◆ Texte du document ◆

──────────────────────────────

J’ai toujours été bien gâté là-dessus, on me demande régulièrement un nouvel album, mais je dois dire que cette fois-ci, ça a été plus impératif. Je me sentais comme si j’étais utile et non pas juste le gars qui fait son métier. Je suis vraiment content du résultat, et je sentais vraiment que je le faisais pour une demande, une cause. Ça m’a fait du bien à moi aussi.

François Pérusse

Et ça fait du bien de le recevoir en pleine deuxième vague. D’ailleurs, il y a une toune sur l’album qui s’intitule Deuxième vague, contenant un délire sur les livraisons de pizzas, mais Pérusse a volontairement choisi de ne pas trop se pencher sur la pandémie pour que l’album traverse le temps (et parce qu’on est vraiment tanné d’en entendre parler, même en blague). En revanche, il s’est fait plaisir en rendant hommage au rock progressif, un genre musical qu’il adorait adolescent et qui est la ligne directrice de l’album.

« J’ai été un peu égoïste en choisissant de prendre le rock progressif comme support pour faire une critique du monde d’aujourd’hui, parce que j’aime ça. J’ai composé ma prog en m’inspirant de styles connus comme Jethro Tull, Zappa ou King Crimson. C’est mon plaisir, il n’y a personne qui m’a demandé ça. Non seulement personne ne m’a demandé ça, mais il n’y a personne qui fait ça ! Tu sais, les tounes de neuf minutes… J’ai lu beaucoup les biographies de ces artistes, Ian Anderson, Phil Collins, Peter Gabriel ou Mike Rutherford, et tout le monde est d’accord pour dire que c’est une musique faite en fonction des spectacles. Les radios ont rapidement arrêté de les diffuser, à cause du format long, parce qu’elles ne pouvaient plus placer de pubs. La prog en a souffert, le punk est arrivé et ça a balayé la prog au complet. »

──────────────────────────────

◆ Enregistrements fournis ◆
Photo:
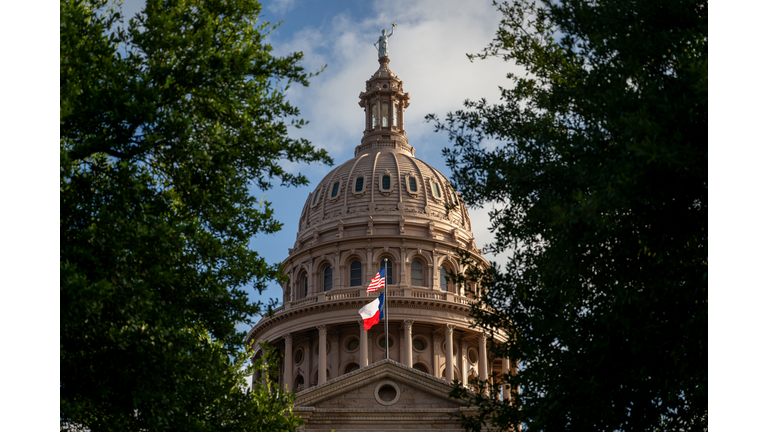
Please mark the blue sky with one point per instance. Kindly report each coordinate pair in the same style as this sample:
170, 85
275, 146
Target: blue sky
428, 52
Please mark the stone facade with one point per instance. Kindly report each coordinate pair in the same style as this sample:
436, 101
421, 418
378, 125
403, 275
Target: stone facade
382, 204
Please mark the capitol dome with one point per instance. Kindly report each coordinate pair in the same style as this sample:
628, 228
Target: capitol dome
383, 204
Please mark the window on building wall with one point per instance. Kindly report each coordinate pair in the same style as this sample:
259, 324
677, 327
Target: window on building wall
436, 189
389, 270
384, 115
394, 115
412, 184
417, 274
374, 115
444, 278
356, 274
327, 278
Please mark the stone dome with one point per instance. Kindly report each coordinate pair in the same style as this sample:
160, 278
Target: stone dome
382, 208
384, 190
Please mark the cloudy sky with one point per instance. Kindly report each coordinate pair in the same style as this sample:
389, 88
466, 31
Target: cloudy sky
428, 52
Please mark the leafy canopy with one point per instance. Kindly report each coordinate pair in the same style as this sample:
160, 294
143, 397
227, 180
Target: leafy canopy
598, 166
165, 123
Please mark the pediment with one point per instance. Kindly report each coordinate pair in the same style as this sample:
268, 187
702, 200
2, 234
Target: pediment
361, 389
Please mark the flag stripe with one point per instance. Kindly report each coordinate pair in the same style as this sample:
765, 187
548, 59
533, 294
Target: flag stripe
377, 281
373, 312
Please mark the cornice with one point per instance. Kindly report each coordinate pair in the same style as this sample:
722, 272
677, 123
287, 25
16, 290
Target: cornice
257, 331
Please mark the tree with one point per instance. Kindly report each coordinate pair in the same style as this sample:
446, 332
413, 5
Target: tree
598, 169
165, 123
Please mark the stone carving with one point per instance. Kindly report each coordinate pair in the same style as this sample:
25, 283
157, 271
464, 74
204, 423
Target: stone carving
382, 45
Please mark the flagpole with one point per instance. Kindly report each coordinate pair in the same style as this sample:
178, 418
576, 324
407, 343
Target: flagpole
386, 310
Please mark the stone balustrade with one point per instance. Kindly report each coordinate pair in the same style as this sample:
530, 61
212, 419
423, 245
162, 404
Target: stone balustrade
353, 293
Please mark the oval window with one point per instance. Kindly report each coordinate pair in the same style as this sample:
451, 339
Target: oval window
352, 344
412, 184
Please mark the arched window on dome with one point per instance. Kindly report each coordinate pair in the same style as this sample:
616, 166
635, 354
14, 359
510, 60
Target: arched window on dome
436, 190
389, 270
417, 274
412, 184
374, 115
356, 274
327, 278
384, 114
444, 279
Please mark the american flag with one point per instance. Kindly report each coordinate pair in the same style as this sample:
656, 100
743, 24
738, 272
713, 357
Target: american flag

──────────────────────────────

◆ Objectif ◆
Recopiez tout ce qui va de « J’ai toujours été » jusqu'à « à moi aussi. » dans l'extrait ci-dessus sur le nouvel album de François Pérusse.

◆ Résultat obtenu ◆
J’ai toujours été bien gâté là-dessus, on me demande régulièrement un nouvel album, mais je dois dire que cette fois-ci, ça a été plus impératif. Je me sentais comme si j’étais utile et non pas juste le gars qui fait son métier. Je suis vraiment content du résultat, et je sentais vraiment que je le faisais pour une demande, une cause. Ça m’a fait du bien à moi aussi.